#### Texto de origen:
Los dos enfermos fuimos los últimos que desayunamos aquella mañana en el refectorio del convento. Los demás ya hacía media hora que habían terminado laudes y, consumido un frugal desayuno, andaban dispersos en sus quehaceres. Mi compañero ya estaba tomando su tazón de leche migada, siguiendo la vieja costumbre de la aldea a pesar de tener ya ochenta años. Lo hacía todos los días, muy despacito, como un ritual. Apenas me saludó con un hola y estuvo callado mientras yo preparaba mi desayuno: un vaso de café con leche, a lo que añadí dos trocitos de pan tostados, con un chorrito de aceite de oliva en cada uno de ellos.
Me senté junto a él.
- ¿Qué tal la noche? -me preguntó.
-Fatal -le respondí-, estoy para el patio de los caballos. Me he tenido que levantar unas ocho veces. Estoy agotado.
-Pues ya somos dos. Mi dolor de piernas no me ha dejado pegar ojo.

#### Extractos de registros:
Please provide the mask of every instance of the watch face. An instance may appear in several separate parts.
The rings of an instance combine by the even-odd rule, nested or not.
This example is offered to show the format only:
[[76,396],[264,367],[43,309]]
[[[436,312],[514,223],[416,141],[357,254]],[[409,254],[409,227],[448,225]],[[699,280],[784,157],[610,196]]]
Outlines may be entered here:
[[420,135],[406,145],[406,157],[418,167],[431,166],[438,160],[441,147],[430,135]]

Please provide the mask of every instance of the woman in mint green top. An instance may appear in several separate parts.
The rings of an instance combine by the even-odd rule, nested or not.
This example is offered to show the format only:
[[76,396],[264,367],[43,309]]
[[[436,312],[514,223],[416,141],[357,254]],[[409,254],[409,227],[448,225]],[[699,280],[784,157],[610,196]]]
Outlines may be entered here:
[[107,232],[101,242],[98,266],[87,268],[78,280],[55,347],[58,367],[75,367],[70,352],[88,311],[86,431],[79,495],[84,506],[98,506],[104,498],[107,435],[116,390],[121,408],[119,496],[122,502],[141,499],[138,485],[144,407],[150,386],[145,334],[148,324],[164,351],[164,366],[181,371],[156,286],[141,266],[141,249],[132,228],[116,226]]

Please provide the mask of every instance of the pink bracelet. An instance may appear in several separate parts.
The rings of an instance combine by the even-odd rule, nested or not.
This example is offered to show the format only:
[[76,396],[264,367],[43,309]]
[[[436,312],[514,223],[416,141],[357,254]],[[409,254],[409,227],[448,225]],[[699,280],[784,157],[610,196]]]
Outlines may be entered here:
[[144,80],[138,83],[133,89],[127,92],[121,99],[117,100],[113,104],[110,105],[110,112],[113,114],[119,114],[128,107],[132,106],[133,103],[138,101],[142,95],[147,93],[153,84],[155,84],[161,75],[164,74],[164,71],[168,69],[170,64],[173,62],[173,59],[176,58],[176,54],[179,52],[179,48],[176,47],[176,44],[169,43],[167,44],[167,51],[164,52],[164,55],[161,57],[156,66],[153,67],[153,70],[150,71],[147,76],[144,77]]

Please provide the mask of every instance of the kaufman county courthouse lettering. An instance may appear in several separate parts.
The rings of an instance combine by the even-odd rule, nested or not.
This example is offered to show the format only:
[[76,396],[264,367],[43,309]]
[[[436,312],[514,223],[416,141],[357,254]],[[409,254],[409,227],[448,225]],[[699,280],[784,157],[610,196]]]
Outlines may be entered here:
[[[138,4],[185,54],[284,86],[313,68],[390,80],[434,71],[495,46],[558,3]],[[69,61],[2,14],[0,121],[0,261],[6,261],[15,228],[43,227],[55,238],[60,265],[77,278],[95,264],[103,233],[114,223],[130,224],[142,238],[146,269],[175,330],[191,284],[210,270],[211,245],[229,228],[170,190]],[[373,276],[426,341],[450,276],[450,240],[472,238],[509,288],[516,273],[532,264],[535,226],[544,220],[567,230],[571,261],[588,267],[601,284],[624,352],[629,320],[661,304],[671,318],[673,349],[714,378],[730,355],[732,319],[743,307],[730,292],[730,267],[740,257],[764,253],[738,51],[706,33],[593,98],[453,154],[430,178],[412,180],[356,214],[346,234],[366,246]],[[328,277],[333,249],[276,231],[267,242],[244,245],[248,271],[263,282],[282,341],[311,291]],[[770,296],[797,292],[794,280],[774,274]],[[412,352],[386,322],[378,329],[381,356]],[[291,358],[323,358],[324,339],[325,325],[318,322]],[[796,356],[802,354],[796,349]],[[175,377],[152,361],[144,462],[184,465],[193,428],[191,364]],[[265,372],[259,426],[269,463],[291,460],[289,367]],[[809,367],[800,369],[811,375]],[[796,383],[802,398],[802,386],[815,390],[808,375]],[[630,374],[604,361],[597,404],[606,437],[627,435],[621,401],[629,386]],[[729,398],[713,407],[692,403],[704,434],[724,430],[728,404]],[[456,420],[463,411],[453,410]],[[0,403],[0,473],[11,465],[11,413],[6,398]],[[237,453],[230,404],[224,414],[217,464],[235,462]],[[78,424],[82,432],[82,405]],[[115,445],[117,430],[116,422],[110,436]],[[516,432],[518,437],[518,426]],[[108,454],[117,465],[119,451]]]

==

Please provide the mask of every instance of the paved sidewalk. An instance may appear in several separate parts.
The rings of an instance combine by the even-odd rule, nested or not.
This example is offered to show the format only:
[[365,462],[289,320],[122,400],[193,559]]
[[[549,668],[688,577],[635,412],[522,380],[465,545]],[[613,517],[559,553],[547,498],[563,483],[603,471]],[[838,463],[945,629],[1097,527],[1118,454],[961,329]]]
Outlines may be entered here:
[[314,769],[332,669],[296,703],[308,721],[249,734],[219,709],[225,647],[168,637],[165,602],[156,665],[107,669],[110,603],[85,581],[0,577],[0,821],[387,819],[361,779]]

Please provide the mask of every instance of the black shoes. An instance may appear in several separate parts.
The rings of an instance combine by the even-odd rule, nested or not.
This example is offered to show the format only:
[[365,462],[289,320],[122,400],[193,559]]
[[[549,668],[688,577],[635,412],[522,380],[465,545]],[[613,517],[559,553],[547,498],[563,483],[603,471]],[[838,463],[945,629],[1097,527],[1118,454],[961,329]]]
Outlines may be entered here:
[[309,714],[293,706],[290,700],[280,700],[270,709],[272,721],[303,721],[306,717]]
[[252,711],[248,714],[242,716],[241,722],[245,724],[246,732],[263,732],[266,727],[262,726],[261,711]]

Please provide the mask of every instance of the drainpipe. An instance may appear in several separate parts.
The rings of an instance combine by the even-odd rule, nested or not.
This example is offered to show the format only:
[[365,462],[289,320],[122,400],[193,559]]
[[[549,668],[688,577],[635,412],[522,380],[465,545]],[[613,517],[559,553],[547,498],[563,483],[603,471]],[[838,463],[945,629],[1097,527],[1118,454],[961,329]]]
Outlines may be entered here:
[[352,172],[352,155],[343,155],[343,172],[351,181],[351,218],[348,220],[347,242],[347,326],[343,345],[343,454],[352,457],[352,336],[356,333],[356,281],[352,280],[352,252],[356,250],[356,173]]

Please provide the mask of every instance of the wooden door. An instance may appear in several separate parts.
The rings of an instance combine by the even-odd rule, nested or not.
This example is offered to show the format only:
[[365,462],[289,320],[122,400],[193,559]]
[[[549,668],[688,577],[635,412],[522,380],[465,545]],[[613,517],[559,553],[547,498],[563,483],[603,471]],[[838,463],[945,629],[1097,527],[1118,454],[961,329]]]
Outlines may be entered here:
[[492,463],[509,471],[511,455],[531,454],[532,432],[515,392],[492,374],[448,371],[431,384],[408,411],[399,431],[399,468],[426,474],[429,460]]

#### Objetivo A:
Responda a estas preguntas sobre el pasaje del desayuno en el convento:
(i) ¿Cuántos años tiene el compañero de quien narra?
(ii) ¿Cuántas veces aproximadamente tuvo que levantarse quien narra durante la noche?
(iii) ¿Qué no dejó dormir al compañero?
#### Objetivo B:
Reproduzca literalmente el fragmento del pasaje del desayuno en el convento que se abre con las palabras "- ¿Qué tal la" y se cierra con "dejado pegar ojo.".
#### Objetivo C:
Resuma el pasaje del desayuno en el convento en dos oraciones.
Para resolver lo que se pide, básese únicamente en el texto.

#### Solución escrita A:
(i) Ochenta años.
(ii) Unas ocho veces.
(iii) Su dolor de piernas.

#### Solución escrita B:
- ¿Qué tal la noche? -me preguntó.
-Fatal -le respondí-, estoy para el patio de los caballos. Me he tenido que levantar unas ocho veces. Estoy agotado.
-Pues ya somos dos. Mi dolor de piernas no me ha dejado pegar ojo.

#### Solución escrita C:
Quien narra y su compañero, de ochenta años, son los dos enfermos que desayunan los últimos en el refectorio del convento, cuando los demás ya han terminado laudes. Durante la conversación, quien narra cuenta que pasó una noche fatal y tuvo que levantarse unas ocho veces, y su compañero responde que el dolor de piernas no le dejó pegar ojo.